CHALLENGE ▸ Return, unchanged, the stretch of the data below from the line containing "Target: ocean water" through the line containing "left=253, top=344, right=386, bottom=395", including both of those lines.

— BEGIN —

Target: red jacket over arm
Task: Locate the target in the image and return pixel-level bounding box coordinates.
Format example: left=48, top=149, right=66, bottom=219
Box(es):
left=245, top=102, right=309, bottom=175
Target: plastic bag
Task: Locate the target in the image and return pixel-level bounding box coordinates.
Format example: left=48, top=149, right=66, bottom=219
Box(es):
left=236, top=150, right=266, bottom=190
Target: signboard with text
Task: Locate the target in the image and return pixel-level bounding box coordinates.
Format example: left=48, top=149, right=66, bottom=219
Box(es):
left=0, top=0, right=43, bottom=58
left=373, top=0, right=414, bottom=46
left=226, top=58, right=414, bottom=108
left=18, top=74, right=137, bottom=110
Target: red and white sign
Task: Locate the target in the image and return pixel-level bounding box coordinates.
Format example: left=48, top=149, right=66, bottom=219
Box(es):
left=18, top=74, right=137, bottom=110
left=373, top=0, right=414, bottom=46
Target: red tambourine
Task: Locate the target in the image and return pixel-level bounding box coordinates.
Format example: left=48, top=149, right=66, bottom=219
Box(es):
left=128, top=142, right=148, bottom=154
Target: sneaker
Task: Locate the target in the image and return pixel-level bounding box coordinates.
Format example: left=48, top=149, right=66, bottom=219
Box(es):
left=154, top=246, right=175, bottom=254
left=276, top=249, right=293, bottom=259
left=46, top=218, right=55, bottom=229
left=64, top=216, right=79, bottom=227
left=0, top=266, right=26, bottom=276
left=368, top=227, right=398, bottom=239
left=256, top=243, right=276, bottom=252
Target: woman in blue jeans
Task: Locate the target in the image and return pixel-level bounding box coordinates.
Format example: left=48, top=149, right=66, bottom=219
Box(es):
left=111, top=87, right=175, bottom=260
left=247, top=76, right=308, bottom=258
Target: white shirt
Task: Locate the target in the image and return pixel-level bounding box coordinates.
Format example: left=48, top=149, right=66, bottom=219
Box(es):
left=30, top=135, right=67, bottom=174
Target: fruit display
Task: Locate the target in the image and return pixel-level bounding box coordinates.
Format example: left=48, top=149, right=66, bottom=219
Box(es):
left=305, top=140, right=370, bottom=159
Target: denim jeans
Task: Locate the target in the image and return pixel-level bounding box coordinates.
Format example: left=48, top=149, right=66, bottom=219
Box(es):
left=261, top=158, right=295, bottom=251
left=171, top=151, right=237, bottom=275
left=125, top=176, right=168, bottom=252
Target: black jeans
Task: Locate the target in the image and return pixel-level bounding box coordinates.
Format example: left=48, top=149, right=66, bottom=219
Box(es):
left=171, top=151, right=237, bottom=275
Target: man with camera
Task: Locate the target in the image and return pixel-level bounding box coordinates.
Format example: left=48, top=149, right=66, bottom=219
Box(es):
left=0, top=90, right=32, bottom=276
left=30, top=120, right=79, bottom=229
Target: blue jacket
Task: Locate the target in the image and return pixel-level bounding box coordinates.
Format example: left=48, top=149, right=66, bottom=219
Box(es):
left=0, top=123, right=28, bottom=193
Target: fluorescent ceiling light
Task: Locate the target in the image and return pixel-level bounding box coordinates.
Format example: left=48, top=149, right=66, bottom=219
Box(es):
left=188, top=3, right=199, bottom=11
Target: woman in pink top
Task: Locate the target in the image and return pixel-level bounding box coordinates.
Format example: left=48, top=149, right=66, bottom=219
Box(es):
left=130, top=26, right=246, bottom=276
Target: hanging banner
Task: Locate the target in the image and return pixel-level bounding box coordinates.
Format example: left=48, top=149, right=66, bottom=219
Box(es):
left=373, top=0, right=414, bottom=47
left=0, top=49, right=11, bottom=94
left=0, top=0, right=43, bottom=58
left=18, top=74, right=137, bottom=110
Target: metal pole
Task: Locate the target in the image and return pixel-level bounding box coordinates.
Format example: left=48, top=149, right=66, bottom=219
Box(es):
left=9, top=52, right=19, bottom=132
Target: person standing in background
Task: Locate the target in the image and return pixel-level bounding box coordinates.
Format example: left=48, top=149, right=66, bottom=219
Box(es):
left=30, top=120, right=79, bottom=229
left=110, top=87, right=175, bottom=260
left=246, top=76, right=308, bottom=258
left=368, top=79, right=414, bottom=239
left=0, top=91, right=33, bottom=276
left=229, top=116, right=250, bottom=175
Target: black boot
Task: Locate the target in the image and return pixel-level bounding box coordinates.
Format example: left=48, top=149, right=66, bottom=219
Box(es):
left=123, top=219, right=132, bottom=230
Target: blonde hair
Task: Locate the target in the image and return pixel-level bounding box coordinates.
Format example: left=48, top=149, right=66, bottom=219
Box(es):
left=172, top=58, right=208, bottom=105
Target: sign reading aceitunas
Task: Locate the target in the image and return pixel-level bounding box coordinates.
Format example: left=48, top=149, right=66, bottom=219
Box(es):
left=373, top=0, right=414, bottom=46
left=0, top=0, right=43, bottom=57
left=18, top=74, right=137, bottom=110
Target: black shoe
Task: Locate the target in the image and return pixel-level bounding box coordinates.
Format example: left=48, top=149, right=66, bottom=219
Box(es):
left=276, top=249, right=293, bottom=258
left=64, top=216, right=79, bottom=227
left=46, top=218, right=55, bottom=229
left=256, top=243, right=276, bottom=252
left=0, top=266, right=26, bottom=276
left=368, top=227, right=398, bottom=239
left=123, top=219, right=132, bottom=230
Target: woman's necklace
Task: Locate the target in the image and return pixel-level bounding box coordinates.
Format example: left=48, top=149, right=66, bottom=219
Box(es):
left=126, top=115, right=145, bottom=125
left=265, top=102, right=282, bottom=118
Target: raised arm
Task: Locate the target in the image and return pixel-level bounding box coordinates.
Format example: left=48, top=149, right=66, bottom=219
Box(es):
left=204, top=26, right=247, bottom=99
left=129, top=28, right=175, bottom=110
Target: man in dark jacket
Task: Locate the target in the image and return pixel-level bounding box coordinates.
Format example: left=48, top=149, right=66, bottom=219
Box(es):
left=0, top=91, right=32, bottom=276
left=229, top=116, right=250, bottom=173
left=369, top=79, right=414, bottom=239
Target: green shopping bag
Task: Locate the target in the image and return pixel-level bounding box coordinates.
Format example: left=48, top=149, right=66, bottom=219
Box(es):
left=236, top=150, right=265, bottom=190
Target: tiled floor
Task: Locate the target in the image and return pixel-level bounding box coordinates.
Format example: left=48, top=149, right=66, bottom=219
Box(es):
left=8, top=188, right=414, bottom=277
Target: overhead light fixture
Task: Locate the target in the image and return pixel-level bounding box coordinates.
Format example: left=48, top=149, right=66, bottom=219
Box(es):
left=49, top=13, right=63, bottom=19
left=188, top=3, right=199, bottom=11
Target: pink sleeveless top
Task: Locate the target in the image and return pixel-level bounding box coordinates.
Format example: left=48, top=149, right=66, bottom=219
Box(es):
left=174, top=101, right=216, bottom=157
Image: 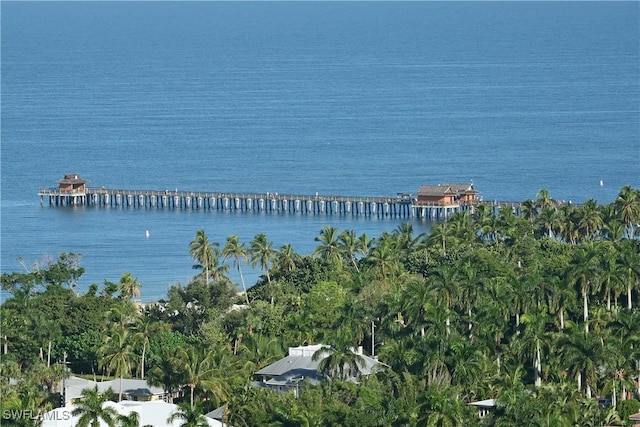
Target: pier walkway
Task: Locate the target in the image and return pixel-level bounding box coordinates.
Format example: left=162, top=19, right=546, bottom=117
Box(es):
left=38, top=187, right=520, bottom=219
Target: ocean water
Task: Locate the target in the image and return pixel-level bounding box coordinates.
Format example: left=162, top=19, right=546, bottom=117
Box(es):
left=0, top=2, right=640, bottom=300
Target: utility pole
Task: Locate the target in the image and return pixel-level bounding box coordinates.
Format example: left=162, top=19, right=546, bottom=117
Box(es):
left=371, top=319, right=376, bottom=357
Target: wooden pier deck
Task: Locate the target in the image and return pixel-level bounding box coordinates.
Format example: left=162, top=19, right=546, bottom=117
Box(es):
left=38, top=187, right=520, bottom=219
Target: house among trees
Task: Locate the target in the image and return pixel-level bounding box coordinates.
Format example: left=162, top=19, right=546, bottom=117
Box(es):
left=56, top=173, right=89, bottom=194
left=63, top=377, right=176, bottom=405
left=416, top=183, right=479, bottom=206
left=253, top=344, right=386, bottom=395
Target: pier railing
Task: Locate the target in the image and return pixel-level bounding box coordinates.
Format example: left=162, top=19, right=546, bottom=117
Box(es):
left=38, top=187, right=536, bottom=219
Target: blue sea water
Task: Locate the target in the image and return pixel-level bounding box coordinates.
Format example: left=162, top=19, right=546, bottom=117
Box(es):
left=0, top=2, right=640, bottom=300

— END —

EXERCISE OUTPUT ▸
Target: ocean water
Task: Locate the target in the image and return pixel-level bounding box coordinates.
Format example: left=162, top=19, right=546, bottom=117
Box(es):
left=0, top=2, right=640, bottom=300
Target: utility pole
Task: Locate the target in the image and return pixel-level bounding box coordinates.
Format example: left=162, top=19, right=546, bottom=117
Box(es):
left=371, top=319, right=376, bottom=357
Target: wooden pier deck
Task: Locate the target in the image and return pixel-level bounding box coordinates.
Format example: left=162, top=19, right=546, bottom=117
Box(es):
left=38, top=187, right=520, bottom=219
Target: house among trees
Task: Locate the target in the image and return pixel-level bounding box coordinates.
Format example: left=162, top=19, right=546, bottom=117
Box(es):
left=56, top=173, right=89, bottom=194
left=63, top=377, right=176, bottom=405
left=416, top=183, right=479, bottom=206
left=253, top=344, right=386, bottom=395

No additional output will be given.